— START Selected excerpt —
Yes, $\tilde f$ is a homeomorphism. But let me begin with two remarks.
1) The map $\tilde f$ is not well defined, since you can compose any chosen $\tilde f$ with an automorphism of the covering $\pi_2$. The correct context is that of pointed coverings, covering spaces with a distinguished point chosen.
2) More importantly, the result is easier to understand in a general context, so let us forget about disks and Riemann surfaces! [In what follows, all topological spaces are assumed connected and locally pathwise connected.]
Crucial property A pointed covering map $\pi: (\tilde X, \tilde x_0)\to (X, x_0)$ with $\tilde X$ simply connected is universal in the following sense:
Given any pointed covering $\rho :(\hat Y,\hat y_0) \to (Y, y_0)$ and any pointed continuous map $f:(X,x_0) \to (Y,y_0)$ , there exists a unique morphism of pointed coverings $\tilde f:(\tilde X, \tilde x_0)\to (T,t_0)$ [meaning, of course, that $\tilde f$ is continuous, that $\tilde f (\tilde x_0)=\hat y_0$ and that $\rho \circ \tilde f=f\circ \pi$].
— END Selected excerpt —
◆ Requirement: From the answer on covering maps, extract the stretch from "2) More importantly, the" through "that $\rho \circ \tilde f=f\circ \pi$]." verbatim.
— START Entries provided —
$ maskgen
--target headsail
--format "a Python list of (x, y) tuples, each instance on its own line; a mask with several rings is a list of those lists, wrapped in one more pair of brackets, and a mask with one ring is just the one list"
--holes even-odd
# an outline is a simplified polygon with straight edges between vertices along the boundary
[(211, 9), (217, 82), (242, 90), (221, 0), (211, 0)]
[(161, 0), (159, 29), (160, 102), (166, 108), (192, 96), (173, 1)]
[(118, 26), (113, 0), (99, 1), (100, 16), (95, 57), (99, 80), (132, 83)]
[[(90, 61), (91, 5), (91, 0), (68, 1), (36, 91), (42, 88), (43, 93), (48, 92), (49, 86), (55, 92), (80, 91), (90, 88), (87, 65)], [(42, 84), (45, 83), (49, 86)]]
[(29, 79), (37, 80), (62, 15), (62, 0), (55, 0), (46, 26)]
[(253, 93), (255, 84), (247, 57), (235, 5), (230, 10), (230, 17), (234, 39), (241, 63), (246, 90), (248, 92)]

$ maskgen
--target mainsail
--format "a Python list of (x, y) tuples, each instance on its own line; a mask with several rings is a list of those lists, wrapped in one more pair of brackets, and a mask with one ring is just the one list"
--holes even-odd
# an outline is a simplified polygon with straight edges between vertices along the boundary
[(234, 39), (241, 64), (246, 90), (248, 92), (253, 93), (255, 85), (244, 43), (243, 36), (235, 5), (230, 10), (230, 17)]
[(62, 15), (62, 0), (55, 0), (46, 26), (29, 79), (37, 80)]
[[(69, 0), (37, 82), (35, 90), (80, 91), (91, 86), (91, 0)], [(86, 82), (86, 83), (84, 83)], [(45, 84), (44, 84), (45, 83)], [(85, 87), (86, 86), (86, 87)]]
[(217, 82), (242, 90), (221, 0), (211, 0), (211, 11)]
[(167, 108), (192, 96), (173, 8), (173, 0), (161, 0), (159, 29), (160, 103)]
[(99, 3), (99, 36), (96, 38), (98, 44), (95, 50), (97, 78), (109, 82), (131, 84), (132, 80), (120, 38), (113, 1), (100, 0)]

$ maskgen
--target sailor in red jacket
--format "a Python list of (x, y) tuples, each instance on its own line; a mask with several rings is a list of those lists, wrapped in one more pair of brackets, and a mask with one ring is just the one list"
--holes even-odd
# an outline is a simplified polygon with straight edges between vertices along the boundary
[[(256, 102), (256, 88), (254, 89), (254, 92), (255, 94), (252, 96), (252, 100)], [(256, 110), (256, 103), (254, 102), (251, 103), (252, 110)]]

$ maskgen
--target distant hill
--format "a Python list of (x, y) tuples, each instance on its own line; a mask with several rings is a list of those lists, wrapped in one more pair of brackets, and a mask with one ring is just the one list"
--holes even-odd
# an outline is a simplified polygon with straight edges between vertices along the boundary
— END Entries provided —
◆ Exercise answer:
2) More importantly, the result is easier to understand in a general context, so let us forget about disks and Riemann surfaces! [In what follows, all topological spaces are assumed connected and locally pathwise connected.]
Crucial property A pointed covering map $\pi: (\tilde X, \tilde x_0)\to (X, x_0)$ with $\tilde X$ simply connected is universal in the following sense:
Given any pointed covering $\rho :(\hat Y,\hat y_0) \to (Y, y_0)$ and any pointed continuous map $f:(X,x_0) \to (Y,y_0)$ , there exists a unique morphism of pointed coverings $\tilde f:(\tilde X, \tilde x_0)\to (T,t_0)$ [meaning, of course, that $\tilde f$ is continuous, that $\tilde f (\tilde x_0)=\hat y_0$ and that $\rho \circ \tilde f=f\circ \pi$].